### SET TASK
Write each line exactly, from the line that holds "Task: the component shall indicate the calf head" through the final line of the material, and no other line.

### DATA ROWS
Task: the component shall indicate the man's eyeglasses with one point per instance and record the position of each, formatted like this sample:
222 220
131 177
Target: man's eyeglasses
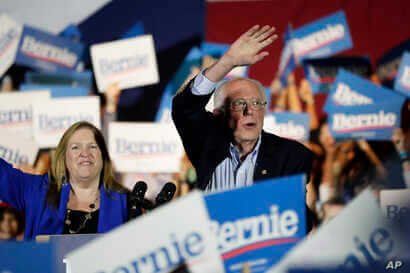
254 104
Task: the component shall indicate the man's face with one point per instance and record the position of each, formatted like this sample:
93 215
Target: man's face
245 112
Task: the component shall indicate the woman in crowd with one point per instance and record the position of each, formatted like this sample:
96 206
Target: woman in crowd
79 194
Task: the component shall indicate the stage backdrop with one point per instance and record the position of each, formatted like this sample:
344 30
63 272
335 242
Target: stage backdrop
375 25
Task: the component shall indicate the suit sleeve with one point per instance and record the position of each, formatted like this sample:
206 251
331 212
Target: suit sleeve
16 186
192 121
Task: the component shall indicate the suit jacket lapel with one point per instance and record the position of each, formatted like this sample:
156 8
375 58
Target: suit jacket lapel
267 159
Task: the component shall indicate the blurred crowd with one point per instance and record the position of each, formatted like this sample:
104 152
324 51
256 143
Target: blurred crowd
341 169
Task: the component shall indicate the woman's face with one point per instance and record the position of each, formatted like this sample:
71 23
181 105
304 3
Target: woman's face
83 157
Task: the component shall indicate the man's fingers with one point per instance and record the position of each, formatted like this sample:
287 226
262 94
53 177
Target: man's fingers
260 56
266 34
268 41
261 31
251 31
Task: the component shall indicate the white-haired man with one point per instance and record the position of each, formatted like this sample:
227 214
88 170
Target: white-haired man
228 148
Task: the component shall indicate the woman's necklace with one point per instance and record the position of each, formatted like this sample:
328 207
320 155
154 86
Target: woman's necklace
87 217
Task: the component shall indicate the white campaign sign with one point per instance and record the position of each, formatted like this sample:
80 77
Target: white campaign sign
360 235
145 147
10 33
128 62
16 111
145 245
52 118
395 204
17 149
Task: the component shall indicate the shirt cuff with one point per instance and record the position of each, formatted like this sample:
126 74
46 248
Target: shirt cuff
202 85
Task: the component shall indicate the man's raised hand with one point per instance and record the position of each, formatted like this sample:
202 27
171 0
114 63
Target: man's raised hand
246 50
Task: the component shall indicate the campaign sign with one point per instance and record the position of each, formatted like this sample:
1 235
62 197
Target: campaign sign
287 61
128 62
16 111
321 73
258 224
17 149
157 242
395 204
44 51
288 125
10 32
53 117
388 64
56 91
359 237
351 90
324 37
23 257
402 82
145 147
74 79
371 122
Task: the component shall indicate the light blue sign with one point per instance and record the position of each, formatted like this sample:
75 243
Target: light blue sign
291 125
258 224
324 37
57 91
83 79
23 257
371 122
352 90
402 81
44 51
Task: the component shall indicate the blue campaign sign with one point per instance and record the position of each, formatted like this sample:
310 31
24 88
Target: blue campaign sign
388 63
23 257
289 125
402 82
324 37
136 30
44 51
73 78
371 122
258 224
352 90
57 91
287 61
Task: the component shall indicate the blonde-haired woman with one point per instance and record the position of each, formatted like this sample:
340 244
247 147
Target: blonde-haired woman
79 195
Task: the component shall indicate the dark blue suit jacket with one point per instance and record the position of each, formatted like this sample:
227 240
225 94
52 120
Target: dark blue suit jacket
206 140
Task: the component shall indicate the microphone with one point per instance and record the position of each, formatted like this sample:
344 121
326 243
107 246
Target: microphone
136 199
166 194
139 190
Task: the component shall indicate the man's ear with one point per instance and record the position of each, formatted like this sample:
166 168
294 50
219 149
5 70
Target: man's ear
218 112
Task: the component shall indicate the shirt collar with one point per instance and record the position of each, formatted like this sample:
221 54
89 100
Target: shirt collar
235 154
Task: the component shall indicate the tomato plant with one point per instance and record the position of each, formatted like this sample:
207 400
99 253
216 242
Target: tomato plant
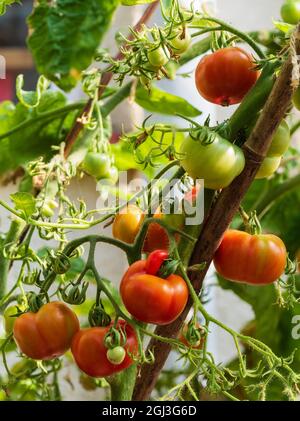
180 40
97 165
127 223
48 333
217 162
290 11
167 225
151 298
226 76
253 259
90 352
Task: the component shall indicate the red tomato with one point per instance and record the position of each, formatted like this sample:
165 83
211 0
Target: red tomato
152 299
155 261
252 259
90 352
48 333
225 76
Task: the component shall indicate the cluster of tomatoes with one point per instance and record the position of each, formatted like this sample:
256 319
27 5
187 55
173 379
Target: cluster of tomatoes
55 328
224 78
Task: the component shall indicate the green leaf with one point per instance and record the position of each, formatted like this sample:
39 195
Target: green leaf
134 2
31 99
24 202
162 102
263 301
65 35
5 3
37 139
126 158
283 26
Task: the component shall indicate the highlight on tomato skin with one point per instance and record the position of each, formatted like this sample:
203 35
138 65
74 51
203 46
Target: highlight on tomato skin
48 333
226 76
90 352
152 299
252 259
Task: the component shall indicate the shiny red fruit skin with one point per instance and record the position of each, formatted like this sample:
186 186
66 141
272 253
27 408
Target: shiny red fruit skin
89 350
48 333
251 259
225 76
151 299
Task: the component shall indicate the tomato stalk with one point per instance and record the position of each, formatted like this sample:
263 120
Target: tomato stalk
16 228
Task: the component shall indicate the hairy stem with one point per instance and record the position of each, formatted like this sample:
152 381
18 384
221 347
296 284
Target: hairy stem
16 227
222 214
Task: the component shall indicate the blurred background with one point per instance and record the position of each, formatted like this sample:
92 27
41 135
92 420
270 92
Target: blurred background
245 14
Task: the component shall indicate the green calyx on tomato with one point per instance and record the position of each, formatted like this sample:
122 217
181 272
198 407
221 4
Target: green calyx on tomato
116 355
290 12
91 354
48 333
296 99
281 141
150 298
252 259
226 76
279 146
218 161
127 224
180 40
158 56
96 164
10 314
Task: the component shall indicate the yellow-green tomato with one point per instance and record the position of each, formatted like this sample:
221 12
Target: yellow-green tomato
10 318
290 11
281 141
218 162
158 56
269 166
296 99
180 41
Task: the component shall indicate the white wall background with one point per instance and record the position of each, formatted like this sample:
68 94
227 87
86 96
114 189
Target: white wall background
247 15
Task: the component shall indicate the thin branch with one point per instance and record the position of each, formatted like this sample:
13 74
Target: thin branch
105 80
222 214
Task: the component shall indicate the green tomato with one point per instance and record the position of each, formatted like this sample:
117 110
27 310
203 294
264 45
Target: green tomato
269 166
116 355
218 163
176 221
180 42
158 56
96 164
46 211
290 12
296 99
10 318
3 396
23 367
113 174
281 141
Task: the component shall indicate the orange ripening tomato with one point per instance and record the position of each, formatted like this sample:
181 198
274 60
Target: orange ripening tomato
48 333
225 76
157 237
253 259
90 352
127 224
150 298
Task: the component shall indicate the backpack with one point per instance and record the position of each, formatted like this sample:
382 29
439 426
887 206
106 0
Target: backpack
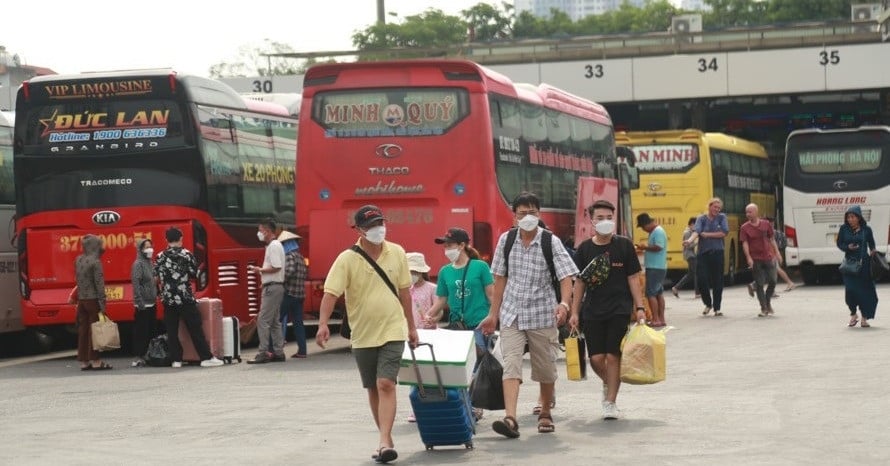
546 248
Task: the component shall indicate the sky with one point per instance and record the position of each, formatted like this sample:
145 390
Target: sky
187 35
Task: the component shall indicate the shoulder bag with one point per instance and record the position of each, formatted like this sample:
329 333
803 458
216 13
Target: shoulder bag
459 324
850 265
380 271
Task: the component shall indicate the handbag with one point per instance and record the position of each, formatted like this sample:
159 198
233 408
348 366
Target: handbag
576 356
851 266
158 352
643 356
879 266
105 334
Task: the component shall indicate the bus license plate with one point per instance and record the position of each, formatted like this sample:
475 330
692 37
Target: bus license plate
114 293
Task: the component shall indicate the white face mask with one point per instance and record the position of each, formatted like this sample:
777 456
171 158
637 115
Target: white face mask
376 235
452 254
528 223
605 227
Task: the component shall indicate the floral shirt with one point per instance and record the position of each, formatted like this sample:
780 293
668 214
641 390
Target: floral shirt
175 267
423 297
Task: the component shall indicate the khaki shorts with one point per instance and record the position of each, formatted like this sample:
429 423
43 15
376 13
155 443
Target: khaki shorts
543 344
381 362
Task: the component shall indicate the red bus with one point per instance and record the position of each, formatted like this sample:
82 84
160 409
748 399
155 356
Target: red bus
126 155
436 144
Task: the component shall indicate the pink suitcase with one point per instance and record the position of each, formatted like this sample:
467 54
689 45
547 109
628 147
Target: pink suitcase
211 321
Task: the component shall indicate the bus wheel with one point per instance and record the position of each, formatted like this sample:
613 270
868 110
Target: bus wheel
731 272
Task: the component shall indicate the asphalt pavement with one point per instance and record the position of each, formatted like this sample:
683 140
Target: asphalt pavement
799 388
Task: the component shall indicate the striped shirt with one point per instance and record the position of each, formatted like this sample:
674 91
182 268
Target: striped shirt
529 296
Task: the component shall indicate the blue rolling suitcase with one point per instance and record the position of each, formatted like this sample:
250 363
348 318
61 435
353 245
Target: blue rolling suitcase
444 415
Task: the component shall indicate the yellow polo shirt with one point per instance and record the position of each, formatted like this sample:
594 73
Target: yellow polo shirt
375 313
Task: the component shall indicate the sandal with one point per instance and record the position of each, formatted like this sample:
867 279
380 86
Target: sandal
385 455
537 409
545 427
508 427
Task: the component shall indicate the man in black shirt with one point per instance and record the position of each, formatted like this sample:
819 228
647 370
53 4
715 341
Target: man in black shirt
605 293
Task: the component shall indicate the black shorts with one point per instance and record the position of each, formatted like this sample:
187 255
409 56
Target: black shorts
604 336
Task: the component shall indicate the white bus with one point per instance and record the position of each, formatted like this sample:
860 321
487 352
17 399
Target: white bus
826 172
10 308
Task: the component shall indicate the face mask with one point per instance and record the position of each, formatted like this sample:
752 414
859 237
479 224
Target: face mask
376 235
528 223
605 227
452 254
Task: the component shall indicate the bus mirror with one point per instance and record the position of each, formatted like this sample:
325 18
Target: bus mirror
633 177
626 154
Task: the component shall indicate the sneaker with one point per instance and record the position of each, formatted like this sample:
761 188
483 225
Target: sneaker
610 411
212 362
260 358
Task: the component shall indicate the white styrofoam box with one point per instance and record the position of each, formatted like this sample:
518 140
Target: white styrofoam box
455 355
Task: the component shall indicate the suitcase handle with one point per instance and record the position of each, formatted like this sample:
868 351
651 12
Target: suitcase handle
420 387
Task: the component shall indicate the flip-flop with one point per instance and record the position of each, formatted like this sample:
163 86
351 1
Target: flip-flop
386 454
546 427
508 427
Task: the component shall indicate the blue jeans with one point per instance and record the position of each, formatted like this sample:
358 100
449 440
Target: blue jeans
292 308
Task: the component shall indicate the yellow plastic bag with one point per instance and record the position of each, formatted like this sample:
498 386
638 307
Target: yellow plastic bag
105 335
576 356
642 356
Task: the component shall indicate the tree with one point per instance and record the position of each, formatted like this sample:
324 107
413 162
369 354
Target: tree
252 62
486 22
430 29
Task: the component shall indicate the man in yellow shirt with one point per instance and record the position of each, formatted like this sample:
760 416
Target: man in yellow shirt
380 316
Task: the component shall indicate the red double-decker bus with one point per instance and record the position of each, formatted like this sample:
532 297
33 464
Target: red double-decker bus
126 155
439 144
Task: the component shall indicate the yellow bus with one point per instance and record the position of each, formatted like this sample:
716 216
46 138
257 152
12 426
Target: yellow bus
680 170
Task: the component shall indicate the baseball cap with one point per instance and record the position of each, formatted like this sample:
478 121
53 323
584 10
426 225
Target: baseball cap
286 235
454 235
367 215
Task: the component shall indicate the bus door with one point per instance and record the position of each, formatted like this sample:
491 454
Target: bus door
590 190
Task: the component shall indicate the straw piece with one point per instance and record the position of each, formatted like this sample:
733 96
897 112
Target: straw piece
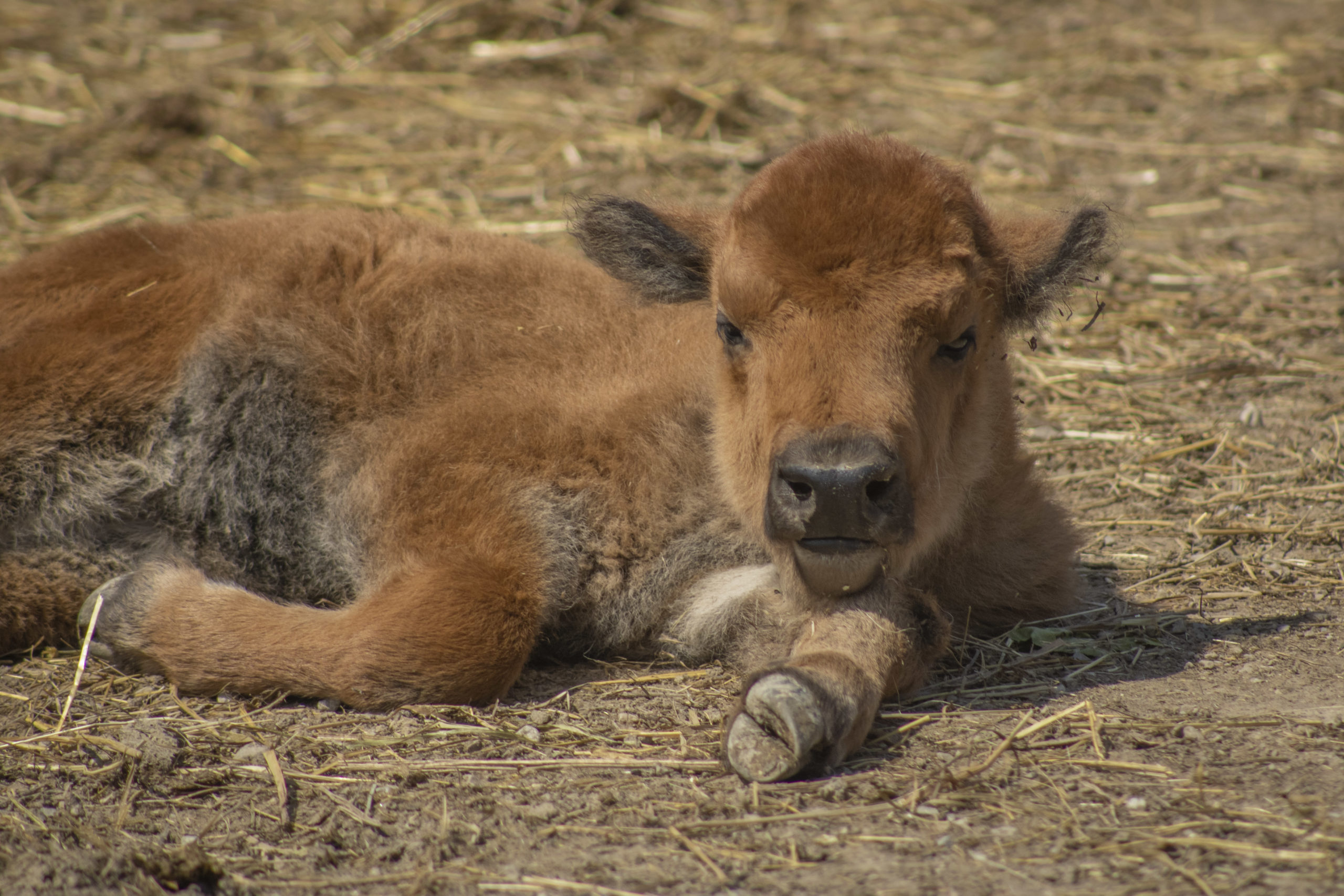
84 660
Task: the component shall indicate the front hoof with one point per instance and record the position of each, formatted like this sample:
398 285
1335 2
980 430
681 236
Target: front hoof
777 731
118 632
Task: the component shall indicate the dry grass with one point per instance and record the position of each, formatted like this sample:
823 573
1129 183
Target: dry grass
1194 428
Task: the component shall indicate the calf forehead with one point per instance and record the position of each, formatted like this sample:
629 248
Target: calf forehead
853 206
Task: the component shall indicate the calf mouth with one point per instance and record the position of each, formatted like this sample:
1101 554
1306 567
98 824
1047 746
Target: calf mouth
838 567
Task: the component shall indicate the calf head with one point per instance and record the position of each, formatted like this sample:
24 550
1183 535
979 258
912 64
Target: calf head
865 300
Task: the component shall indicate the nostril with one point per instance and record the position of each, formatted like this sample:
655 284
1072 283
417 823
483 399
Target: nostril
878 489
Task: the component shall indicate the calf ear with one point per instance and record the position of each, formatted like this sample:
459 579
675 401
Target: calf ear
1046 258
634 244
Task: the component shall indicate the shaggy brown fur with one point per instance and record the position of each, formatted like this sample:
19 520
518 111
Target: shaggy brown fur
354 456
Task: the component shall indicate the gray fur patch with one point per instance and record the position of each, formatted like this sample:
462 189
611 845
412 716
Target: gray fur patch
245 448
634 245
232 477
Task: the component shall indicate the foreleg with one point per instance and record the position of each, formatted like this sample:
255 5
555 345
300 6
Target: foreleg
815 707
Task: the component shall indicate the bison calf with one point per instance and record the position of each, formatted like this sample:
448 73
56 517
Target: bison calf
355 456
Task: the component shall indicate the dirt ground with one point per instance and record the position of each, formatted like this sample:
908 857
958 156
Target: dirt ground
1183 734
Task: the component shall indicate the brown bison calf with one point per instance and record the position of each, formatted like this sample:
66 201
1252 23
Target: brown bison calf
354 456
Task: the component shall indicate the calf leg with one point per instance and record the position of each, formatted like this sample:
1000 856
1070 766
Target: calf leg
816 705
452 633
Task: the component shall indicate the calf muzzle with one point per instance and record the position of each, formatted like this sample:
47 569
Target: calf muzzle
842 499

### EXERCISE RESULT
Task: the component shall indicate the calf head with one point per instance and record the position of each, formatted like this sample:
24 550
1183 535
979 258
912 64
Target: calf head
865 300
Task: the component shall indicate the nostril with one point per instance and record the position of each, formatted like this sample:
655 284
1072 283
417 823
483 399
Target: nostril
878 489
Task: the component shall indicate the calf ear with one point per instance and record the position of each, formatted like this sample:
459 579
675 401
Target: calf ear
1046 258
634 244
Task: the component shall indicate the shaggy brown fur with one point per instance and record the position of each, formatted like this sample:
19 520
518 111
Target: shaggy brown fur
354 456
Task: the component shall indicate the gray fur patch with one point per instance and record the position of each, formatted like this sample:
462 189
611 845
412 716
Target: gray fur patch
245 448
634 245
232 477
Task: the component shall indicate the foreleg with one point per instance and record the position of each, formatted like this sample:
255 5
555 345
300 6
Target: foreleg
815 707
Task: the component shall indicate the bison calf with one point per instance and record the position of each, formatted like this sample:
448 73
56 517
Target: bison calf
355 456
Task: the component shall indicate the dirt ground with one point per instance and record the position of each, formatted like this sample:
908 857
958 156
Target: dirt ground
1183 734
Task: the component shall indicate the brown bison calf with one point per instance and record the position of each, formatted like this sample:
66 201
1252 23
Target: brown bison calf
354 456
Task: the component shall indicate the calf leg with one point per instance and record the position of each, formatted like this sample:
1000 856
1070 766
Target: calf leg
816 705
452 633
Task: the component shall indicate the calf muzzle with one point per instance and record the position of each, formatted like this sample:
47 569
Target: calf muzzle
842 499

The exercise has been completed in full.